**** Pasaje seleccionado ****

El realizador nunca ocultó su homosexualidad. Es más, fue uno de los primeros cineastas españoles que aludieron a ella abiertamente en sus películas. Esa fue la causa de que La semana del asesino sea una de las cintas que más cortes sufrió por la censura franquista en toda su historia. Tanto es así que en las copias españolas —que no en las que conocieron distribución internacional— no se hace referencia alguna a la relación homosexual que mantiene su protagonista con un joven burgués.
Al igual que su admiración por Stanley Kubrick, que puso de manifiesto en Una gota de sangre para morir amando (1973), uno de sus filmes más singulares, otra de las cosas que De la Iglesia nunca ocultó fue su militancia comunista. Sobre esa concepción marxista de que los pobres no pueden elegir otro destino que el que les ha tocado en suerte, y por eso hay algunos que se hacen delincuentes, pivotó todo su cine quinqui. Puesto a buscar intérpretes para aquellos dramas, recorrió los barrios marginales de Madrid —igual que Pasolini hiciera años atrás en los de Roma— en busca de jóvenes lumpen que supieran por su propia experiencia de las miserias de la toxicomanía. Fue tanta su entrega que no dudó, llegado el momento, en meter a delincuentes juveniles en su propia casa. Cuando la policía iba a detenerlos, salía a relucir el nombre del cineasta. Los productores, que otrora no escatimaron medios a Eloy de la Iglesia —su cine, incluido el primer quinqui, les dio mucho dinero—, dejaron de confiar en él. La crítica le perdió el respeto y el resto de la profesión dejó de considerarle. Verdaderamente, es muy difícil trabajar con un yonqui.

****

● Instrucciones de tareas:
- A) Según el fragmento sobre Eloy de la Iglesia, ¿qué película suya fue una de las que más cortes sufrió por la censura franquista?
- B) Retoma el fragmento sobre Eloy de la Iglesia y continúalo a partir de su última oración.
El material que viene a continuación procede de otra fuente.

**** Datos de origen ****

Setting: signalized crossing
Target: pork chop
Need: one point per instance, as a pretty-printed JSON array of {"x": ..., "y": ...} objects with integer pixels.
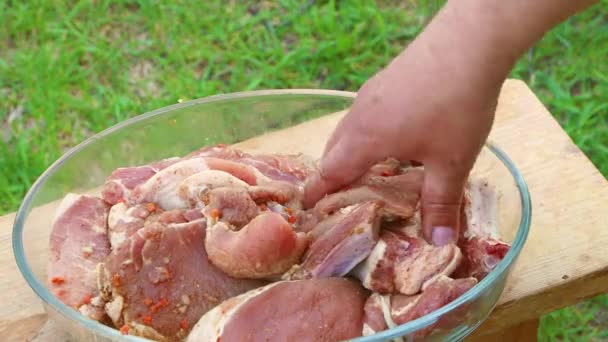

****

● Tus respuestas:
- A) La semana del asesino.

- B)
“Eloy de la Iglesia fue un personaje muy molesto para todo el mundo, para todos los partidos políticos y en todos los momentos”, apuntó con motivo de la exposición Usabiaga. “Fue molesto para el franquismo, fue molesto durante la transición, porque El diputado (1978) era una película en la que José Sacristán recreaba a un político de izquierdas y homosexual que tenía un amante jovencito. Y fue molesto cuando se metió en la droga y presentó al hijo de un guardia civil junto al de un abertzale en El pico”.
Así fue como el niño prodigio que con veinte años ya había escrito, dirigido o producido una cincuentena de títulos para televisión acabó siendo uno de los malditos del cine español. Tras una adaptación de La estanquera de Vallecas estrenada en 1986, se mantuvo retirado hasta que en 2003 rodó Los novios búlgaros. Murió prematuramente tres años después, cuando el recuerdo de su último derrotero pesaba más sobre él que la innegable calidad de sus relatos criminales.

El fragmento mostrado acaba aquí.